> **WHAT IS EXPECTED**:
Your job is to return every line in the data holding the string "group".

START THE INPUT

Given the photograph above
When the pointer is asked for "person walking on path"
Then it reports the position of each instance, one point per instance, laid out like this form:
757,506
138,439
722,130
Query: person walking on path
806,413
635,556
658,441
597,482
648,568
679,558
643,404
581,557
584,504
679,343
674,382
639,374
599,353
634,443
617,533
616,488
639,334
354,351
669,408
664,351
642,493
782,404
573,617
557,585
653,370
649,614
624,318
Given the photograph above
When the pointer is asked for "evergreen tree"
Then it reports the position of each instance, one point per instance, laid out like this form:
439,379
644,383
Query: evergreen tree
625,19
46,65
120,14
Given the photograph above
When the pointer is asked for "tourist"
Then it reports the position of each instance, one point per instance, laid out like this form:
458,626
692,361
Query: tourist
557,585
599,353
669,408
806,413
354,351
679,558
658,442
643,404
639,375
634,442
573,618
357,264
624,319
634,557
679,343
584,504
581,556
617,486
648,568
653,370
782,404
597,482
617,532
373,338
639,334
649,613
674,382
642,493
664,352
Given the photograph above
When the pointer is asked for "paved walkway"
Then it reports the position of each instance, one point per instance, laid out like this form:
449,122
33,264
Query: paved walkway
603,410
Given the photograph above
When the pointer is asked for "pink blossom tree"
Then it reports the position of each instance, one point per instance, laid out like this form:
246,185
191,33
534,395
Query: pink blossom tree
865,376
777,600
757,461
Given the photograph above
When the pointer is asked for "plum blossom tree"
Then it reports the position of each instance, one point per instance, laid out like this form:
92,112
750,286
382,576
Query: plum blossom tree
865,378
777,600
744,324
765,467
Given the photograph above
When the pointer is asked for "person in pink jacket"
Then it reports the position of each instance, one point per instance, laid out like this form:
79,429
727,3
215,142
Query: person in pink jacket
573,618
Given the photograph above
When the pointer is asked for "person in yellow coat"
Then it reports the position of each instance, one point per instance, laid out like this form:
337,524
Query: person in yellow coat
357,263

END THE INPUT
START THE INPUT

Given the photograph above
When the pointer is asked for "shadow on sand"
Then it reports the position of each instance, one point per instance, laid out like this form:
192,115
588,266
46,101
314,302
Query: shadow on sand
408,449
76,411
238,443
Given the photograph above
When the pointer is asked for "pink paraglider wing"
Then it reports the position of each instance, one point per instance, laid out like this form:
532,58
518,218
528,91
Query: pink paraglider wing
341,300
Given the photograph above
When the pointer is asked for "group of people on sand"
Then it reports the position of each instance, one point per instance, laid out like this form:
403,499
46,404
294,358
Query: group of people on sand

END THE INPUT
START THE INPUT

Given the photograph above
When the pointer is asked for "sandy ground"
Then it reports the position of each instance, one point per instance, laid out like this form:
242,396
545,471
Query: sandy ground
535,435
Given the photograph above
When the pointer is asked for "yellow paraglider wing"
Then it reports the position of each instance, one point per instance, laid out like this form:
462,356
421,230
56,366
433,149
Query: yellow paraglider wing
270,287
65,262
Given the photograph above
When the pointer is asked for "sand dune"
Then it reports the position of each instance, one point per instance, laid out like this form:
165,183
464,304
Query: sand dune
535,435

END THE INPUT

> **EXPECTED OUTPUT**:
When the pointer is asked for "group of people on sand"
Query: group of people on sand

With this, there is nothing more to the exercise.